Prolonga el texto sobre las elecciones catalanas a partir de su última frase.

TEXTO PARA LEER:
>>>

Cataluña, en suspensión

No hay mayor duda de que Artur Mas gobernará Cataluña con unos votos de allí y otros votos de allá. La pregunta es con qué proyecto. No hay duda, tampoco, de que los socialistas catalanes deberán acometer una durísima e implacable refundación. La cuestión es con qué proyecto. La sentencia de las urnas catalanas ha sido fundamentalmente destructiva. Ha arrasado con la gestión del Gobierno tripartito, con la deriva nacionalista de los socialistas y con la carrera política de José Montilla. Y con la supuesta crecida del independentismo: más allá del vocerío deportivo el proyecto independentista se ha debilitado. Lo que gana Laporta es bastante menos de lo que pierde Esquerra Republicana; y en términos nacionalistas, globalmente considerados, la suma de CiU y de los partidarios estrictos de la independencia no supera ni de lejos los 81 escaños que obtuvieron Convergència y Esquerra en 1992.

El lado afirmativo es más tibio. Artur Mas ha obtenido una mayoría suficiente, pero ambigua. Los resultados del Partido Popular son los mejores de toda su historia (en votos sigue el liderazgo de los 421.752 de 1995, con Vidal-Quadras, aunque en esa época no existía Ciutadans, que mantiene sus escaños y aumenta su número de votos) y un buen presagio para las generales; pero, a la espera de que se produzcan, por el momento no emplazan a Convergència a que forme con los populares una mayoría obligatoria. Y hay discreta alegría sobre la participación: al menos los números no permiten hablar de una ciudadanía plenamente desafecta.

La ausencia de un proyecto político firme y realista para Cataluña se ha evidenciado en numerosas ocasiones a lo largo de la campaña electoral más inane de la democracia, más inane aún si se tiene en cuenta la grave situación económica -y moral- que atraviesa Cataluña.

De esta generalizada fragilidad de proyectos hubo un momento revelador en el debate de la televisión pública. Lo protagonizaron el candidato de Esquerra Republicana, Joan Puigcercós, y el ya virtual presidente, Artur Mas. Como es sabido el eje de la oferta de Esquerra ha sido la convocatoria en esta legislatura de un referéndum por la independencia. Pues bien: en un momento muy enfático del debate Puigcercós le ofreció a Mas la retirada del referéndum siempre y cuando fueran juntos a Madrid a negociar el concierto económico y Madrid, obviamente, lo aceptara. Lo que indica que el candidato Puigcercós se mostraba dispuesto a retirar su única propuesta nítida a cambio de un sucedáneo, que poco tenía que ver con el original enérgico que proponía por calles y plazas. Si el partido más utópico, más aparentemente basado en principios irrenunciables, entregaba a las primeras de cambio su seña de identidad electoral, ¿qué podía esperar el electorado catalán del resto de proyectos?

<<<

[Registros extraídos]
>>>

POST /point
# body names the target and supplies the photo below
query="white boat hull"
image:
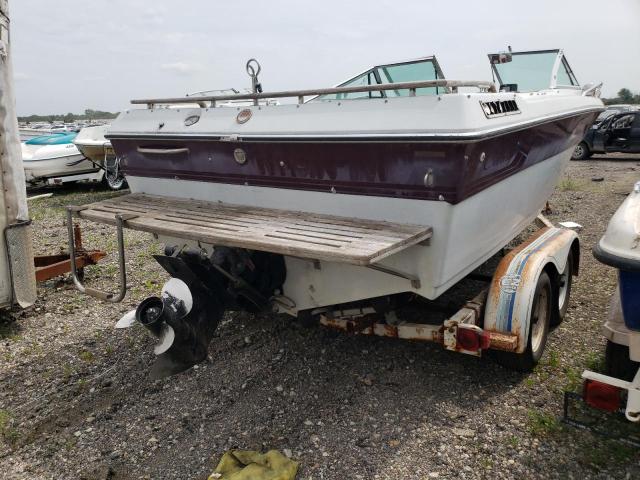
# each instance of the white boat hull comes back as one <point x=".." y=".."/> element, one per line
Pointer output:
<point x="46" y="161"/>
<point x="461" y="240"/>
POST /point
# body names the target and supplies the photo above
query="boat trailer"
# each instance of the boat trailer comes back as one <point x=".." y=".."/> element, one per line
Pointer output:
<point x="231" y="257"/>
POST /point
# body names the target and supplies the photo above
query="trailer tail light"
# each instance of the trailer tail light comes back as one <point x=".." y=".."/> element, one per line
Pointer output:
<point x="472" y="339"/>
<point x="601" y="396"/>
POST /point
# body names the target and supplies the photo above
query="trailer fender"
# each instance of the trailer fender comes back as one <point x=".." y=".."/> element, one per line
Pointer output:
<point x="512" y="289"/>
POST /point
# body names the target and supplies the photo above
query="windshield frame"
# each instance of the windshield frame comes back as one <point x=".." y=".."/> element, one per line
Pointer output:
<point x="374" y="71"/>
<point x="560" y="61"/>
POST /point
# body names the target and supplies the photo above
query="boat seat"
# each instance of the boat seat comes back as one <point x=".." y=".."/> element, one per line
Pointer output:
<point x="287" y="232"/>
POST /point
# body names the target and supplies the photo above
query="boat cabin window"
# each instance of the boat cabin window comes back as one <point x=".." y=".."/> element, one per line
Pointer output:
<point x="532" y="71"/>
<point x="420" y="70"/>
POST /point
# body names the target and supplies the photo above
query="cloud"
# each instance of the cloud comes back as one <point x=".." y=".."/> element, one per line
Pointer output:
<point x="183" y="68"/>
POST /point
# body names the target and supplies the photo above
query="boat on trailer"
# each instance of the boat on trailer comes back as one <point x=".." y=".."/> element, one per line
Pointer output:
<point x="397" y="181"/>
<point x="55" y="157"/>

<<<

RESPUESTA AL EJERCICIO:
Nada. Tampoco del proyecto del virtual presidente. De él sólo destaca, nítida, su apuesta por el concierto económico, así llamado unas veces y otras, más moderadamente, pacto fiscal. Pero el concierto se enfrenta no solamente a su escasa viabilidad constitucional y política. Se enfrenta, antes que a cualquier otra cosa, a la implacable situación económica que encara Cataluña. En muy pocos días veremos sobre la mesa muchos números sobre esa situación: algunos conocidos y otros no. Van a ser, y con áspera frecuencia, el escudo principal del Gobierno en buena parte de esta legislatura.

La autonomía catalana arrancó en 1980 en medio de una profunda crisis económica. Durante muchos, muchos años, el presidente Jordi Pujol se refería a ella en sus discursos. La utilizaba, en especial, para describir su capitalismo compasivo y la necesidad de que el Estado, y también el Estado catalán que se iba configurando, no dejara a nadie en la cuneta. Pero a partir de ese arranque desde el pozo, las autonomías españolas, y singularmente la catalana, se han construido en un clima de pujante prosperidad. Sólo entre 1993 y 1995 se produjo un retroceso que, en Cataluña, de todos modos, aminoró la reserva de felicidad olímpica.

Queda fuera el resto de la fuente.